» Excerpt provided
>>>
There aren't enough bandaids in the world to hold this mess together, and ability damage scaling on installed weapon mods is one of those bandaids right now already. And innate weapon builds for any frame intended to have serious damage abilities would merely, you know, solve the problem instead of multiplying it, so I can see why that's not a serious suggestion.

(Probably well beside the point to note that having Whipclaw still interact with the combo counter means that it is, in fact, going to be benefiting from melee mods. At the very least, Drifting Contact / Bodycount, but using your melee to build up a combo counts for something as well, and there are piles of mods to expedite that.)

2 hours ago, Birdframe_Prime said:

[On enemy level scaling damage being cheap]

Yes it is, but it addresses the reality of the game. DE made bad choices in their method of enemy scaling, enemy damage and how our damage/survivability systems address that.

I honestly think the armor scaling gets more flak than it needs to. Like, the purpose of armor scaling as it stands is to make even very big bullets take more than one hit and bend that exponential player damage curve back down into a straight line. Every form of armor strip is also by % rather than a direct number except Polarize. I can't pretend it's not a bandaid fix for out of control player damage scaling, or that making corrosive damage (or funny business with slash procs) mandatory is a good idea, or that the game wouldn't be better off if DE had just nerfed all our mods instead. But if you can accept the loss of damage types and status procs that aren't invisible, it kinda fixes the problem. Changes like Melee 3.0 are certainly better, just taking that ugly exponential curve and hitting it over a rock until it's roughly straight. (Still a lot steeper than the one for ability damage but that's a digression.)
<<<
» Extracted information
>>>
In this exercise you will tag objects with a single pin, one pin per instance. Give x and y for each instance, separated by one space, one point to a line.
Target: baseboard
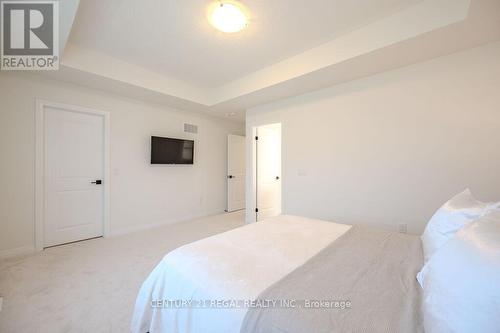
136 228
18 251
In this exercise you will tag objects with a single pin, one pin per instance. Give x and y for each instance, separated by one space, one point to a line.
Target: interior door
236 172
74 170
268 171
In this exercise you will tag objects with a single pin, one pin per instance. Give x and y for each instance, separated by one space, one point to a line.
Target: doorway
235 173
71 174
268 171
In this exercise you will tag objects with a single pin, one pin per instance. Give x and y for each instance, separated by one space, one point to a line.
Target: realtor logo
30 35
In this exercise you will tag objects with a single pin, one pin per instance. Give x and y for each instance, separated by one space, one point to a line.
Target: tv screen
171 151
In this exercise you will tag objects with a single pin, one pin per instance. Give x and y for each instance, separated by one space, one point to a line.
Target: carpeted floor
91 286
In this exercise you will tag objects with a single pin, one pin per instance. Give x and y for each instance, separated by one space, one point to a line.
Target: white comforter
235 265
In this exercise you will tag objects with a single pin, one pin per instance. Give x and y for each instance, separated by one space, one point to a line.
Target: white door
235 172
268 171
74 165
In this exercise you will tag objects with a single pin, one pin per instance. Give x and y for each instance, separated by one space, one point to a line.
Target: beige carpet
91 286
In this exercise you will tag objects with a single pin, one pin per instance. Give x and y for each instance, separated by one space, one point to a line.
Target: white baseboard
18 251
136 228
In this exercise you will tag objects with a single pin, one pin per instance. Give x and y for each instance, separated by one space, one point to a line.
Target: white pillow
461 210
462 281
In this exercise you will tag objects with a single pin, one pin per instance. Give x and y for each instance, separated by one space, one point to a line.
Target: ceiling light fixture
228 17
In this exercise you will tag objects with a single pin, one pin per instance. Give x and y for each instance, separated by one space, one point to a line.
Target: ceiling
175 39
165 51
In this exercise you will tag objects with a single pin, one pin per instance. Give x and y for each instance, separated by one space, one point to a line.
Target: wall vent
190 128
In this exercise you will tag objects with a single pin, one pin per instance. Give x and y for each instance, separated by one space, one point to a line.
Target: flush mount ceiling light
228 17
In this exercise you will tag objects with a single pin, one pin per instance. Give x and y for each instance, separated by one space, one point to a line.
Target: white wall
390 148
141 195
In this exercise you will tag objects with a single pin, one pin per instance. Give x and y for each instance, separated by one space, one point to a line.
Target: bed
286 274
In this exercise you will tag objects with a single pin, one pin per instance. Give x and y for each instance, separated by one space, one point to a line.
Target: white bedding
235 265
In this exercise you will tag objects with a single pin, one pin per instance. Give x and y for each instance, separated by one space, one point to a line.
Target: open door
268 151
235 173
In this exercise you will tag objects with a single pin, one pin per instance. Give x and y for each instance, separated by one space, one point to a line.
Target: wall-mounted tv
171 151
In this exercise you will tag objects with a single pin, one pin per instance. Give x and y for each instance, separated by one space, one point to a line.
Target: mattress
208 285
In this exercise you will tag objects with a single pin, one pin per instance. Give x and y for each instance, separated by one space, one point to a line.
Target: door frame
40 202
254 191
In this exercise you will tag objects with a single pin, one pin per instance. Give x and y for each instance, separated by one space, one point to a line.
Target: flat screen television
171 151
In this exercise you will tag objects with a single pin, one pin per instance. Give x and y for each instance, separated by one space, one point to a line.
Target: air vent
190 128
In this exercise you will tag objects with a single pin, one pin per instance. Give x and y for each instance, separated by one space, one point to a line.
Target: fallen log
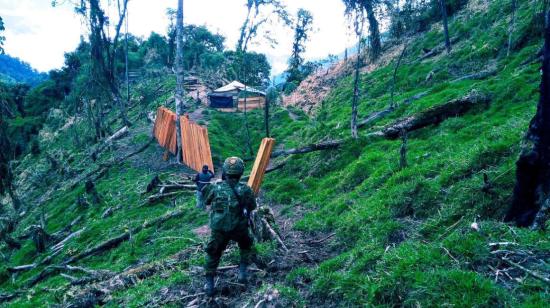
377 115
535 57
97 173
162 195
109 141
8 297
326 145
21 268
274 234
437 49
477 76
268 170
117 240
526 270
433 115
104 246
98 293
61 244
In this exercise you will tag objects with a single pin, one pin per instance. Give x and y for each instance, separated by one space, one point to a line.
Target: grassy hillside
403 237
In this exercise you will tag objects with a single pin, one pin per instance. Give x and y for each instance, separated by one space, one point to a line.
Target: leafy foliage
296 72
13 70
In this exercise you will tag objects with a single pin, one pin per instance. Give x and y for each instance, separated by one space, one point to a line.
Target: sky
40 34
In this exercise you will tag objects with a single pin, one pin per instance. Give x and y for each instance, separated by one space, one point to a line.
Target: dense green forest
412 171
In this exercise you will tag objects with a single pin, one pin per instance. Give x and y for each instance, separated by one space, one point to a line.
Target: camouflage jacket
226 213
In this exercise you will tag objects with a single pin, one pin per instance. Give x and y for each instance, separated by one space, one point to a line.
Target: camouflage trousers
218 243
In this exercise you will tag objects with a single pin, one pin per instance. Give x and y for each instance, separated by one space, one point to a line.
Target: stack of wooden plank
260 164
196 146
251 103
165 129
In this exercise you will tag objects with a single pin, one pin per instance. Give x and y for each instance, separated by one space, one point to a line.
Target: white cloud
40 34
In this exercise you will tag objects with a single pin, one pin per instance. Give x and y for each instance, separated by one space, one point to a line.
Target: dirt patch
203 231
314 89
305 250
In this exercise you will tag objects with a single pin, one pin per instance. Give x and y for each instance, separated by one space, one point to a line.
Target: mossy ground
404 234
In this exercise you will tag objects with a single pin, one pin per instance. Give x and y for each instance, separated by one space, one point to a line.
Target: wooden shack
256 102
227 98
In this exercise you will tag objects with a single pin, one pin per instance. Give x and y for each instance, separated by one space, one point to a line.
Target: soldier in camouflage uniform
231 202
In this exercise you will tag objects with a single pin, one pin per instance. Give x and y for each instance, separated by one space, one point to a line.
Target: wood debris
260 165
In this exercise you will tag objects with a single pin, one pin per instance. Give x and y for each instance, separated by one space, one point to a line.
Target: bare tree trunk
266 117
392 105
247 130
445 25
403 151
126 72
179 78
511 28
532 190
374 31
112 65
355 100
244 28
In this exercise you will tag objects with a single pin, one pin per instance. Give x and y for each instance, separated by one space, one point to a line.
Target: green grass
403 235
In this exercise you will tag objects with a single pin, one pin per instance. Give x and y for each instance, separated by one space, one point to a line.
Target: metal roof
237 86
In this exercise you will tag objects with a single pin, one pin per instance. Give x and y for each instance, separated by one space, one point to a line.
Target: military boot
209 286
243 275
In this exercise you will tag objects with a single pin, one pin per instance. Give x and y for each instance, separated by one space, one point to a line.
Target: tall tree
513 5
179 95
103 53
301 35
360 8
443 7
531 198
6 155
256 18
2 38
356 79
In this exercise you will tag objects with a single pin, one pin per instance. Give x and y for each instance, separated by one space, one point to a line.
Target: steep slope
361 229
13 70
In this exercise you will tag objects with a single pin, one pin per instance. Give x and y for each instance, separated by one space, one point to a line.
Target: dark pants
218 242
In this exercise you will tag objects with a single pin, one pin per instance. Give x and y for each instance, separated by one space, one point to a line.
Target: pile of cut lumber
251 103
196 146
260 164
165 129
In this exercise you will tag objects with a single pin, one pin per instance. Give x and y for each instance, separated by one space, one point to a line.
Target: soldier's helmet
233 166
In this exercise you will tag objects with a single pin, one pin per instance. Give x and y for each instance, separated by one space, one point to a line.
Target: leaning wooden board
164 129
196 147
260 164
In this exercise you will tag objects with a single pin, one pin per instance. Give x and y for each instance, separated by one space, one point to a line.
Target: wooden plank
196 146
260 164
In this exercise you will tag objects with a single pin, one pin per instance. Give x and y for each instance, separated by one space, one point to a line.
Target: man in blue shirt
202 179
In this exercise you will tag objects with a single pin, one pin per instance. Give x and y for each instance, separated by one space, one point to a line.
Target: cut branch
327 145
477 76
432 116
117 240
98 293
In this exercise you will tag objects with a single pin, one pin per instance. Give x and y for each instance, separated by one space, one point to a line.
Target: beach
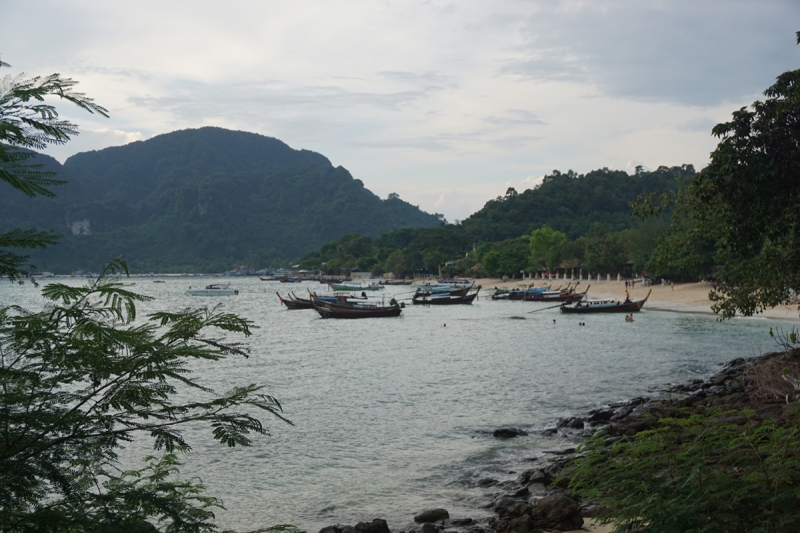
683 298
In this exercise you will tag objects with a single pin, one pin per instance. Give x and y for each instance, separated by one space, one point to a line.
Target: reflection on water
395 415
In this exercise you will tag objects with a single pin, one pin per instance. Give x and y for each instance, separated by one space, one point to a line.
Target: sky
445 103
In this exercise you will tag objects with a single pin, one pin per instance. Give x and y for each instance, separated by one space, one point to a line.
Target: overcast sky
446 103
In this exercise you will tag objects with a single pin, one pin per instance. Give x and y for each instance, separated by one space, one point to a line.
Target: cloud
685 52
430 80
515 117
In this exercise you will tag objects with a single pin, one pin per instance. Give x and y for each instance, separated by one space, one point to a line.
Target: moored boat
356 286
605 306
355 310
445 298
215 289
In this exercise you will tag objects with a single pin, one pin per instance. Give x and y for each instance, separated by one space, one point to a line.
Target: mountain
596 204
201 200
570 203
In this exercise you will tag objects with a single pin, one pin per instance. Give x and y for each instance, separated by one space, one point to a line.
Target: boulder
427 527
508 433
502 505
574 423
431 515
537 475
376 526
557 512
523 524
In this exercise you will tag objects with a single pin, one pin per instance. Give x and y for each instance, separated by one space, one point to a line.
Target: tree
27 123
81 378
547 247
747 201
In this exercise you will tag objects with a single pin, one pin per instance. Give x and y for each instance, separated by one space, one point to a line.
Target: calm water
395 415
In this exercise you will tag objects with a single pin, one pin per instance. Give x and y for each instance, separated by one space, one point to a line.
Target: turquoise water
395 415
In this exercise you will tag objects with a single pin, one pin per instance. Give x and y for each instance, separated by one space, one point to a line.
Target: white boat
215 289
356 286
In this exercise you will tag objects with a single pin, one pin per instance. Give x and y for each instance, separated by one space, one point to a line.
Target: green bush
698 473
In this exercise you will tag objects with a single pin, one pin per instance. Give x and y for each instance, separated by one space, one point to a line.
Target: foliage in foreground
27 123
698 473
83 377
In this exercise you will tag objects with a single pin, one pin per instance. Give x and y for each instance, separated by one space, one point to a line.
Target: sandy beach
683 298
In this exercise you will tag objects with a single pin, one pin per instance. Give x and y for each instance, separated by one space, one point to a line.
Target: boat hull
353 313
630 307
448 300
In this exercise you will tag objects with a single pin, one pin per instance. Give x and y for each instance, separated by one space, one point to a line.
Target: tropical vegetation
85 376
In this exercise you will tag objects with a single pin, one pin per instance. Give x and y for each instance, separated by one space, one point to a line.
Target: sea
395 415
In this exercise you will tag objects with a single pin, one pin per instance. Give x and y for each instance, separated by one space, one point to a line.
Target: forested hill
202 200
593 210
570 203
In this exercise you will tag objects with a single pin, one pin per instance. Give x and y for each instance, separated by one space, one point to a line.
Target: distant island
201 200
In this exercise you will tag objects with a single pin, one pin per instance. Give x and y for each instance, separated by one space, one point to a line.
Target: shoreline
691 298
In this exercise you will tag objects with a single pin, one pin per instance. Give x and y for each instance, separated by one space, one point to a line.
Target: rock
508 433
523 524
376 526
431 515
557 512
621 413
734 419
427 527
537 475
502 505
599 415
574 423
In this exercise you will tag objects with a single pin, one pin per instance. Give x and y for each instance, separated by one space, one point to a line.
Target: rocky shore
532 502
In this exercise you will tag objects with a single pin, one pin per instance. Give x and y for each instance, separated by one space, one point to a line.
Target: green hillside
202 200
593 211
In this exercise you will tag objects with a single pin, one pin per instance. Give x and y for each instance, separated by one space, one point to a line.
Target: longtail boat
444 298
293 302
328 310
566 295
605 306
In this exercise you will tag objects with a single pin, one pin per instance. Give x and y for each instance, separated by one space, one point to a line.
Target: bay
395 415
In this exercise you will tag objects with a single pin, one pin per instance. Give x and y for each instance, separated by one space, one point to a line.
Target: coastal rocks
557 512
572 423
536 475
431 515
427 527
378 525
508 433
508 505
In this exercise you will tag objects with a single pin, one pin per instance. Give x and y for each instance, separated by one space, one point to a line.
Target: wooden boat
567 295
445 298
356 286
438 290
341 311
457 282
605 306
293 302
215 289
517 294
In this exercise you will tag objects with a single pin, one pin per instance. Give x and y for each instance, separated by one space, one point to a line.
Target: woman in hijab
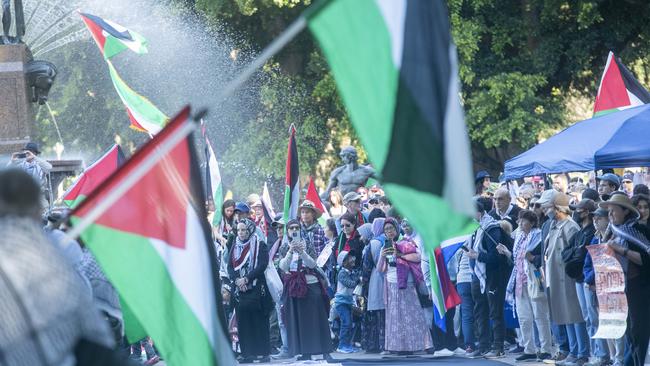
306 306
374 319
248 258
406 327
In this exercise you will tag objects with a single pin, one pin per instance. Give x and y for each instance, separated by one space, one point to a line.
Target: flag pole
130 180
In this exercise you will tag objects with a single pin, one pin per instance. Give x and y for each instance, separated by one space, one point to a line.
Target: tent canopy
615 140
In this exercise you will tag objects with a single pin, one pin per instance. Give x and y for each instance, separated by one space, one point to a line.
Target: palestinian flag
144 116
443 291
618 89
312 195
147 222
213 181
292 181
94 175
395 68
112 38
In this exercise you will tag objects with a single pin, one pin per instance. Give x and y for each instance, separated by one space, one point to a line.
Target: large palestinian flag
395 68
618 89
148 231
94 175
112 38
292 181
143 114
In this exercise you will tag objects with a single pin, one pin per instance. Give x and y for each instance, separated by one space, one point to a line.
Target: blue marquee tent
615 140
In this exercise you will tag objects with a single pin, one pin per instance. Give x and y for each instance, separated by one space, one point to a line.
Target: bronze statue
6 21
349 177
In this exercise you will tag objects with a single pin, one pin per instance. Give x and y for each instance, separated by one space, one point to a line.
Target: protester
247 260
600 347
406 328
48 316
305 301
504 209
349 240
527 293
373 339
310 229
491 273
227 222
632 249
642 204
29 161
608 184
482 182
347 280
336 204
562 288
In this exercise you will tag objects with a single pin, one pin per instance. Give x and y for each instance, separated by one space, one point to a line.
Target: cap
547 197
613 178
351 196
310 205
33 147
242 207
341 257
586 204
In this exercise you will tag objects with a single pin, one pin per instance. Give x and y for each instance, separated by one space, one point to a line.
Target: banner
610 290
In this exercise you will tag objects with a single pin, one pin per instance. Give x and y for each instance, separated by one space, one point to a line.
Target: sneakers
478 354
347 349
526 357
568 361
495 354
516 350
560 356
443 353
282 355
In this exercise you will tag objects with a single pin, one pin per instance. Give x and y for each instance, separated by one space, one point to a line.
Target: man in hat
561 289
310 229
352 202
39 169
608 184
632 249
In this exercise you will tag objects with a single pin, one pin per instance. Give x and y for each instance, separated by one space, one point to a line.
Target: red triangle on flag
612 92
155 207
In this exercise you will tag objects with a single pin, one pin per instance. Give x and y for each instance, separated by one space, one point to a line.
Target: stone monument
349 177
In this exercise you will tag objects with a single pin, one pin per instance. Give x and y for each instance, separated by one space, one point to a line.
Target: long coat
561 289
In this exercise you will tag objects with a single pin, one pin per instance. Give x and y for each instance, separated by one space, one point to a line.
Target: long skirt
254 333
372 330
306 321
406 327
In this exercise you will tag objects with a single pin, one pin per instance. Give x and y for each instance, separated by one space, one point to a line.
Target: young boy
347 281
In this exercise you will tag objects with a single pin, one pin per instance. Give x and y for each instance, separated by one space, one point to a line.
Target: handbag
535 283
274 282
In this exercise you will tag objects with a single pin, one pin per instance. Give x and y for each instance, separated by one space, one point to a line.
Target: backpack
573 257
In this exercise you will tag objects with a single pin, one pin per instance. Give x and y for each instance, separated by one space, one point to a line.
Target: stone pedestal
16 111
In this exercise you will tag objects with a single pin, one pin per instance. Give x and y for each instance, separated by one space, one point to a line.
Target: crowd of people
360 281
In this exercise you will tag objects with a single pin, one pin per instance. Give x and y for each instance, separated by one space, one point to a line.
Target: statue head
348 154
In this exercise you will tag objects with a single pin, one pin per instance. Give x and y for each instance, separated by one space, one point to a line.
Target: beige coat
561 289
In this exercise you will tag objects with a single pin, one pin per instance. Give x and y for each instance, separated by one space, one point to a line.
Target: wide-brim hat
310 205
351 196
621 200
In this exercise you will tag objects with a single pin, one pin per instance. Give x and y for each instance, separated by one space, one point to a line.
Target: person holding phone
29 161
406 328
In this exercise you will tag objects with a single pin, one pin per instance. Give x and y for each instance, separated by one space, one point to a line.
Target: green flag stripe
368 81
116 252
<<<
» Required task 1
Retype the forum post about damage scaling from "[On enemy level" up to and including "damage/survivability systems address that.".
» Required task 2
Write what comes next in the forum post about damage scaling, picking up after its final sentence.

» Exercise response 1
[On enemy level scaling damage being cheap]

Yes it is, but it addresses the reality of the game. DE made bad choices in their method of enemy scaling, enemy damage and how our damage/survivability systems address that.

» Exercise response 2
The thing that makes level-scaling abilities so inherently cheap is that it takes this whole idea of continually improving our kit for tougher and tougher enemies and tosses it out the window. More precisely, it hands the improvement over for free when the game feels we need it. I don't really see how that can live alongside the weapon mod system. Stating the obvious, if every stat in the game scaled this way, levels wouldn't mean anything at all. I get that there's an immense gap between CC that works the same against enemies of any level, and damage that multiplies by 100, with another 100 times that in the final eHP. But it's been okay for incomparables to scale differently, so that the range and spamminess of your CC makes it feel like a progression from where you started even if the numbers aren't the same (ridiculous) ones used in the damage scaling. If more abilities are scaled this way, getting bigger numbers just for showing up to the party, it's going to be very hard to take the rest of the progression seriously. 

And, you know, again, it's something that could be solved by just ... letting the frame use weapon mods in a coherent way, give Vauban an innate grenade to mod with pistol mods or something, but that would only solve the problem, not bandaid it, so I can see why that's very important to avoid.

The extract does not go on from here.